_Instructions to follow_
Each record below should be repeated precisely as written.

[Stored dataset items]
<<<<

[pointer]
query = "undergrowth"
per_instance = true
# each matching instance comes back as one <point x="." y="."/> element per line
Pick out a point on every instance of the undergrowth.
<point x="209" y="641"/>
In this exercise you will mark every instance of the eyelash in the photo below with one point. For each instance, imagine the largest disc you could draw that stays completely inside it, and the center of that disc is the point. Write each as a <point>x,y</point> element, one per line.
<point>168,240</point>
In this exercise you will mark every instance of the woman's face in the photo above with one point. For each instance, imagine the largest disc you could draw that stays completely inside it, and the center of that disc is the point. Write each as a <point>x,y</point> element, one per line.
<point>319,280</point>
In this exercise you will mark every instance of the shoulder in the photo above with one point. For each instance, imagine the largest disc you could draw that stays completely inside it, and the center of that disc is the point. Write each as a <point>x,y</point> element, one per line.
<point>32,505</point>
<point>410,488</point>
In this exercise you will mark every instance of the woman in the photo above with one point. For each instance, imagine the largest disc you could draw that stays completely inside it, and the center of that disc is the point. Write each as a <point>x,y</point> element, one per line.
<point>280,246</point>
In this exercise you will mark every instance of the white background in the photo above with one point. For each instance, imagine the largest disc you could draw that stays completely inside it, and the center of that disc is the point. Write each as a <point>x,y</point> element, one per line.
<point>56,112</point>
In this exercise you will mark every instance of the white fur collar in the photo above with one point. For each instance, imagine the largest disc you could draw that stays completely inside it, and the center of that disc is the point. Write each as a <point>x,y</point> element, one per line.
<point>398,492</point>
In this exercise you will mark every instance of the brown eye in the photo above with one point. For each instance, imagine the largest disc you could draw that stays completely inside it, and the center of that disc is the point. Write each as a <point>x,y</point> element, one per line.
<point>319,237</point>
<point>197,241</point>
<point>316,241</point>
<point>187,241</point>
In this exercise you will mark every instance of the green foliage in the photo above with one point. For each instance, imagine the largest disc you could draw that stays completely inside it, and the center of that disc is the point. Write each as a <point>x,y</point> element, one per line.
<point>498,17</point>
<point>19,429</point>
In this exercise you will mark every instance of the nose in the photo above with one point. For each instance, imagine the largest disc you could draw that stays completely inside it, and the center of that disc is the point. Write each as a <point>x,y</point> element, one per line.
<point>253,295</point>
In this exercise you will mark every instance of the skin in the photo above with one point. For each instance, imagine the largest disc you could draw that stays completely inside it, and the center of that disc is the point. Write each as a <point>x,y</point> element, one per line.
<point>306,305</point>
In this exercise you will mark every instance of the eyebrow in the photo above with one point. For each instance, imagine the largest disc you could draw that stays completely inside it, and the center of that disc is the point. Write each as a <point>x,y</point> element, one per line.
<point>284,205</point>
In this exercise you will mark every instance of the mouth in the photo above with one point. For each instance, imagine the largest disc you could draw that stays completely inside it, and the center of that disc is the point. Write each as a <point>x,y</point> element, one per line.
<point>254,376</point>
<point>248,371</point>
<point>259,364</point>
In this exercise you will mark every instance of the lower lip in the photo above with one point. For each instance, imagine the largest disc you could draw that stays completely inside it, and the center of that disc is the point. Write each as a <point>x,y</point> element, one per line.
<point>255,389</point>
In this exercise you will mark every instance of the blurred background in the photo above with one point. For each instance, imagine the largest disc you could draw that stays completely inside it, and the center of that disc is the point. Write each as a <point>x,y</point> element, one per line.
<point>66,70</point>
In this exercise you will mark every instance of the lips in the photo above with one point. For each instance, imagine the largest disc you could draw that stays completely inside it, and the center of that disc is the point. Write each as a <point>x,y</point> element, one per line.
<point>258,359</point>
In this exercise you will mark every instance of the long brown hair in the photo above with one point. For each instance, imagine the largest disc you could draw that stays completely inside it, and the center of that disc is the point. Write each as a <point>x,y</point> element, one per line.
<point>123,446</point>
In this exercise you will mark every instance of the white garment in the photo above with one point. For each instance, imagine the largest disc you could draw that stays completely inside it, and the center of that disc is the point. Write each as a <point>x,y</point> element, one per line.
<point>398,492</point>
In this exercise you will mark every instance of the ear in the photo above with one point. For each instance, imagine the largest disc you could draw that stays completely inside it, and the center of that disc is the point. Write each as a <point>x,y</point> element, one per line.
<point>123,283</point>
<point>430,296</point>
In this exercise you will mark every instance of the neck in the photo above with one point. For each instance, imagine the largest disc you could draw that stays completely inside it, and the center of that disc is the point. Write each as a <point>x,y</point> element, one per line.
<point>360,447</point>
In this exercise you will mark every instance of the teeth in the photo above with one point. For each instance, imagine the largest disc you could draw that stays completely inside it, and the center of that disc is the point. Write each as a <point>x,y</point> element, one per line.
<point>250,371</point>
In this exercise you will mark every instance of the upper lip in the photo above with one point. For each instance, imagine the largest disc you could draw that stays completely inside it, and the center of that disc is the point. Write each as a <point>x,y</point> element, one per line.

>>>>

_Problem solution_
[pointer]
query = "undergrowth"
per_instance = true
# each matching instance comes back as one <point x="." y="."/> element per line
Pick out a point on every instance of the undergrowth.
<point x="209" y="641"/>
In this exercise you will mark every instance of the eyelash in the photo below with one point. For each instance, imagine the largest disc you could draw that stays completely inside it, and the center of that disc is the point. Write each as a <point>x,y</point> element, one per line.
<point>168,240</point>
In this exercise you will mark every instance of the woman's face in the photo above with one point. For each instance, imagine the largest disc you could draw that stays completely inside it, and the center of that disc is the point. Write each as a <point>x,y</point> element, one per line.
<point>319,280</point>
In this exercise you will mark every instance of the shoulder in the photo above with one point. For each instance, imagine the largest disc you could draw that stays completely inside it, and the center of that disc is the point. Write each as a <point>x,y</point> element, one per line.
<point>32,505</point>
<point>410,488</point>
In this exercise you will mark every instance of the woman in the photo above with one point. For each instance, imagine the largest disc you could draw that stays completely inside it, and the center of that disc is the point. Write each as a <point>x,y</point> element, one per line.
<point>280,246</point>
In this exercise you will mark every instance of the white background in the photo above with one point. For each instance, imagine the largest disc you could draw that stays completely inside it, and the center of that disc is the point. Write each as a <point>x,y</point> element, one per line.
<point>56,112</point>
In this exercise you will mark every instance of the white fur collar in the photo above with one point. For each instance, imagine the largest disc you could draw that stays completely inside it, and the center of that disc is the point. Write each as a <point>x,y</point> element, one per line.
<point>398,492</point>
In this exercise you will mark every instance of the brown eye in the photo above with one point. For each instance, imagine the largest disc you could draw that stays completely inside it, and the center of that disc is the point. Write each as a <point>x,y</point> element, one per line.
<point>319,237</point>
<point>197,241</point>
<point>316,241</point>
<point>187,241</point>
In this exercise you will mark every instance of the green foliage in the photo above with one point. For each instance, imagine the largest disc you could draw that stays completely inside it, and the center of that disc is the point. Write each as a <point>x,y</point> element, one per line.
<point>498,17</point>
<point>19,429</point>
In this exercise you will mark every instance of the nose in the photo above with one point. For each instance, imagine the largest disc you could draw that stays completely inside it, and the center of that disc is the point. Write each as a <point>x,y</point> element, one per line.
<point>253,295</point>
In this exercise you will mark every instance of the skin in the photo above with one point. For each instance, imagine the largest disc you could draw that stays completely inside it, and the center of that disc is the point. Write each as a <point>x,y</point> element, one per line.
<point>306,305</point>
In this exercise you will mark every instance of the eyebrow in the photo above with one point. For each instance, imagine the largest disc you could draw that stays completely inside it, and the center of that disc is the point. Write each as a <point>x,y</point> element, one per line.
<point>284,205</point>
In this exercise you will mark every instance of the mouth in the photo above with one point. For each instance, imagine the largest disc you could draw that stays completely inside it, and the center of that disc is the point. Write each as a <point>x,y</point> element, one per line.
<point>254,376</point>
<point>248,371</point>
<point>259,364</point>
In this exercise you will mark every instance of the lower lip in the photo above with one point. For each instance, imagine the largest disc you could draw that stays completely inside it, and the center of that disc is the point. Write each as a <point>x,y</point> element, one per line.
<point>255,389</point>
In this exercise you will mark every instance of the blurred background in the photo above with one point. For each instance, imagine the largest disc you could draw that stays completely inside it, and the center of that disc is the point. Write each as a <point>x,y</point> element, one per line.
<point>66,70</point>
In this exercise you will mark every instance of the lips in the photo above with one point. For each instance, imagine the largest disc you could draw that stays completely inside it, and the center of that disc is the point. Write each as a <point>x,y</point> element, one per line.
<point>258,359</point>
In this exercise you will mark every instance of the long brown hair in the photo above with one point. For each instance, imagine the largest disc you could draw that stays completely inside it, and the center of that disc is the point. Write each as a <point>x,y</point> element, one per line.
<point>123,446</point>
In this exercise you will mark every instance of the white garment in the photo above with one point. For each instance, imagine the largest disc you could draw that stays completely inside it, and the center of that disc is the point. Write each as a <point>x,y</point> element, one per line.
<point>398,492</point>
In this exercise you will mark every instance of the ear in the photo above with one point. For each instance, imagine the largest disc you could draw that stays completely inside it, and the center of that disc is the point. Write each as a <point>x,y</point> element, one per line.
<point>123,283</point>
<point>430,296</point>
In this exercise you will mark every instance of the neck in the photo above with one point. For each instance, imagine the largest disc you could draw that stays completely inside it, and the center of that disc is the point. Write each as a <point>x,y</point> element, one per line.
<point>360,447</point>
In this exercise you will mark every instance of the teeth in the photo above with one point. For each instance, imagine the largest disc you could draw that stays completely inside it, and the center of that disc is the point. Write each as a <point>x,y</point> element, one per line.
<point>250,371</point>
In this exercise you will mark every instance of the upper lip in the photo above with one point. For each instance, imagine the largest disc you could draw that stays completely inside it, and the center of that disc is the point. Write each as a <point>x,y</point> element, one per line.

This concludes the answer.